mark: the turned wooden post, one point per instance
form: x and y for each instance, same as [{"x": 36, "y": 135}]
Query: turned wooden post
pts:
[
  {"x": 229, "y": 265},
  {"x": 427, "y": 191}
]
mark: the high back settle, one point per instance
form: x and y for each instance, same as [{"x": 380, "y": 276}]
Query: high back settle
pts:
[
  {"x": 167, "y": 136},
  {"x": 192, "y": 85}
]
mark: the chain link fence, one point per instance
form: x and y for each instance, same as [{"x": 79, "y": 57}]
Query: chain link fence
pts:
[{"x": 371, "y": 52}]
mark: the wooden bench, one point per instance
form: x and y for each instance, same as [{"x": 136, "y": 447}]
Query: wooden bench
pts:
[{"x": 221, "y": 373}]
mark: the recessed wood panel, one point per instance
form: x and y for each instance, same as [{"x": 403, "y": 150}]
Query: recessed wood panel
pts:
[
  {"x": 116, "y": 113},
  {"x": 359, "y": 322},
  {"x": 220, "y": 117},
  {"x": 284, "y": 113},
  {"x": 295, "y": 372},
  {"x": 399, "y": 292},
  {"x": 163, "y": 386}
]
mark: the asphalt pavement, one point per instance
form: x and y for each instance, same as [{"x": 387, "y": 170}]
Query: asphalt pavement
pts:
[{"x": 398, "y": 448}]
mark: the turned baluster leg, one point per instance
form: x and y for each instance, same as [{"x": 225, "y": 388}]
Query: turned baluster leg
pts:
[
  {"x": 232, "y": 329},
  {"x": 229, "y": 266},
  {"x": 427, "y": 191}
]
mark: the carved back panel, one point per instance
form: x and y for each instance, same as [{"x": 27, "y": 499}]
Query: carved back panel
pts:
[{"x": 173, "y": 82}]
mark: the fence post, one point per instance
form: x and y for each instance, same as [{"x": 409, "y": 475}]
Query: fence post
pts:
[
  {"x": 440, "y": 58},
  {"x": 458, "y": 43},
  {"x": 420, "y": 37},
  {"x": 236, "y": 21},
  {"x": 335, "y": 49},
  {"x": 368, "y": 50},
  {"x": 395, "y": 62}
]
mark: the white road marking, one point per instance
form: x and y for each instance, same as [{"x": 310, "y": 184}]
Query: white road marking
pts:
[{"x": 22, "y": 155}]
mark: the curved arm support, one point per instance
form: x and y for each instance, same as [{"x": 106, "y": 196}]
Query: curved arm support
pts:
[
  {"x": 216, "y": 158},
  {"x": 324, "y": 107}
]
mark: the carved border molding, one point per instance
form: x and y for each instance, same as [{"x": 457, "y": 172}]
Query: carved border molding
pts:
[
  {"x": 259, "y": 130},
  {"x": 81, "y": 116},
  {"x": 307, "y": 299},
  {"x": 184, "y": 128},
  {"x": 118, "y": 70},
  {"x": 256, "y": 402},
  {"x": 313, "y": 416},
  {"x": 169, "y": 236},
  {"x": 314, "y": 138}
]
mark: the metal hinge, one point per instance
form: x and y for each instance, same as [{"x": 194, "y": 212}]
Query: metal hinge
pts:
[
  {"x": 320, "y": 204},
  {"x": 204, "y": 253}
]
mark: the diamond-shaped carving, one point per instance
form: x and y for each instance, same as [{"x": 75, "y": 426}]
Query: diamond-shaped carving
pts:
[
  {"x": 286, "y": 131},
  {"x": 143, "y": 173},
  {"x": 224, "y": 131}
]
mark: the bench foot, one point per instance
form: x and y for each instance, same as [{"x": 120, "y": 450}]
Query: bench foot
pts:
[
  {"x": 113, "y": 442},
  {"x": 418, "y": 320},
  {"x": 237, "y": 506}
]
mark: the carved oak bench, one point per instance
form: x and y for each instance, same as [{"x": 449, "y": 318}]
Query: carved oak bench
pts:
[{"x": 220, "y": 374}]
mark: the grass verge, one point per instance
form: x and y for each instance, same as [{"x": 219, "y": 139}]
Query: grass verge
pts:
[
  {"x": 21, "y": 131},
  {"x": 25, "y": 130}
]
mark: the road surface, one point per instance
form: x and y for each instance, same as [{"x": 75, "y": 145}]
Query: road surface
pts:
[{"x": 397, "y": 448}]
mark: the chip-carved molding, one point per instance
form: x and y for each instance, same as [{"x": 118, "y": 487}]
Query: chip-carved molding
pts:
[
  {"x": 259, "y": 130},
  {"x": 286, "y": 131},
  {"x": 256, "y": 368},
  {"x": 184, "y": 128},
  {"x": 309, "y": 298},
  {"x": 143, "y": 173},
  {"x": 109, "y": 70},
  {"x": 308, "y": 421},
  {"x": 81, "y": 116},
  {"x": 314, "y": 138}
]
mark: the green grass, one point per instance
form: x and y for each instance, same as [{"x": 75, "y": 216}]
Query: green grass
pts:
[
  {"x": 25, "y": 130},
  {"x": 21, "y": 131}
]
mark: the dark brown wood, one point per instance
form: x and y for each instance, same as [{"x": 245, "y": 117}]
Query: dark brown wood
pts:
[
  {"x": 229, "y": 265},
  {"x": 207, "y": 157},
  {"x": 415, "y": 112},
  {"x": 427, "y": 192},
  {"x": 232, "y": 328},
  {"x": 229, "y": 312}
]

☆ ☆ ☆

* **Exercise directions**: Rewrite all of the items above with each "instance" swapped for "occurrence", keeping everything else unchanged.

* **Task result**:
mark: the turned wooden post, one point per occurrence
form: x and y for each occurrence, same as [{"x": 36, "y": 135}]
Query: turned wooden post
pts:
[
  {"x": 229, "y": 265},
  {"x": 427, "y": 191}
]
mark: the high back settle, one point per occurrence
form: x and y for each occurrence, same as [{"x": 380, "y": 276}]
Query: high back settle
pts:
[
  {"x": 167, "y": 136},
  {"x": 192, "y": 85}
]
mark: the chain link fence, one point per occurrence
form: x and y for each occurrence, same as [{"x": 79, "y": 57}]
Query: chain link fence
pts:
[{"x": 371, "y": 52}]
mark: the wooden bench, one point per occurrence
form: x and y for each occurrence, same as [{"x": 136, "y": 447}]
Query: wooden bench
pts:
[{"x": 221, "y": 373}]
mark: the recessed wood panel, one point per occurrence
form: x and y for each occurrence, same as [{"x": 403, "y": 150}]
Query: recessed wood panel
pts:
[
  {"x": 116, "y": 113},
  {"x": 359, "y": 322},
  {"x": 220, "y": 117},
  {"x": 284, "y": 113},
  {"x": 295, "y": 372},
  {"x": 399, "y": 292},
  {"x": 163, "y": 386}
]
mark: the asphalt pavement, one point per occurrence
form: x and y for each occurrence, same as [{"x": 387, "y": 170}]
Query: asphalt pavement
pts:
[{"x": 398, "y": 448}]
mark: the turned baluster leg, one point per occurrence
form: x and y for each occurrence, same as [{"x": 225, "y": 388}]
Query: turned baluster leg
pts:
[
  {"x": 232, "y": 329},
  {"x": 229, "y": 266},
  {"x": 427, "y": 191}
]
mark: the carved back panel, one point per occurrence
form: x and y for each occurrence, same as [{"x": 27, "y": 499}]
Query: carved back panel
pts:
[{"x": 173, "y": 82}]
mark: the fence post, one point per occurrence
form: x and y for each occurrence, same as [{"x": 409, "y": 475}]
Query: fence post
pts:
[
  {"x": 440, "y": 58},
  {"x": 458, "y": 43},
  {"x": 420, "y": 37},
  {"x": 236, "y": 21},
  {"x": 335, "y": 49},
  {"x": 368, "y": 50},
  {"x": 395, "y": 62}
]
mark: the white road marking, one point per occurrence
form: x and y for each occurrence, same as [{"x": 310, "y": 184}]
Query: white road marking
pts:
[{"x": 22, "y": 155}]
mark: the curved arm support, one point per occurrence
form: x and y for each occurrence, same as [{"x": 106, "y": 196}]
Query: curved arm support
pts:
[
  {"x": 216, "y": 158},
  {"x": 324, "y": 107}
]
mark: the carved border molding, one point per occurrence
form: x and y for each occurrence, same as [{"x": 457, "y": 172}]
Query: carved border molding
pts:
[
  {"x": 259, "y": 130},
  {"x": 81, "y": 116},
  {"x": 307, "y": 299},
  {"x": 184, "y": 128},
  {"x": 118, "y": 70},
  {"x": 256, "y": 402},
  {"x": 313, "y": 416},
  {"x": 169, "y": 236},
  {"x": 314, "y": 138}
]
mark: the metal hinge, one point per occurrence
form: x and y for each occurrence, same as [{"x": 194, "y": 212}]
Query: metal hinge
pts:
[
  {"x": 320, "y": 204},
  {"x": 204, "y": 253}
]
mark: the diamond-shaped carving, one point per occurrence
form: x and y for each occurrence, same as [{"x": 75, "y": 426}]
Query: diamond-shaped carving
pts:
[
  {"x": 286, "y": 131},
  {"x": 143, "y": 173},
  {"x": 224, "y": 131}
]
mark: the bench foot, one point per occurrence
form: x and y for each occurrence, same as [{"x": 120, "y": 450}]
Query: bench foot
pts:
[
  {"x": 113, "y": 442},
  {"x": 418, "y": 320},
  {"x": 237, "y": 506}
]
mark: the carved oak bench, one point per occurrence
form: x and y for each occurrence, same as [{"x": 449, "y": 318}]
Query: carved oak bench
pts:
[{"x": 220, "y": 374}]
mark: the grass verge, one point per occurrence
form: x and y for each occurrence, same as [{"x": 219, "y": 139}]
Query: grass verge
pts:
[
  {"x": 21, "y": 131},
  {"x": 25, "y": 130}
]
mark: the road surface, one point per occurrence
form: x and y for each occurrence, same as [{"x": 75, "y": 145}]
Query: road surface
pts:
[{"x": 397, "y": 448}]
mark: the chip-carved molding, one point per occurrence
form: x and y for each occurrence, same as [{"x": 118, "y": 487}]
Query: chip-carved molding
pts:
[
  {"x": 259, "y": 130},
  {"x": 286, "y": 131},
  {"x": 256, "y": 368},
  {"x": 184, "y": 128},
  {"x": 309, "y": 298},
  {"x": 143, "y": 173},
  {"x": 109, "y": 70},
  {"x": 308, "y": 421},
  {"x": 81, "y": 116},
  {"x": 314, "y": 138}
]
mark: the green grass, one point per occurrence
form: x and y for each occurrence, same as [{"x": 75, "y": 216}]
Query: green grass
pts:
[
  {"x": 25, "y": 130},
  {"x": 21, "y": 131}
]
mark: the dark brown wood, one point per occurrence
form: x and y for each occurrence, same as [{"x": 245, "y": 117}]
Query: dark brown wood
pts:
[
  {"x": 229, "y": 265},
  {"x": 207, "y": 157},
  {"x": 415, "y": 112},
  {"x": 427, "y": 192},
  {"x": 232, "y": 328},
  {"x": 229, "y": 312}
]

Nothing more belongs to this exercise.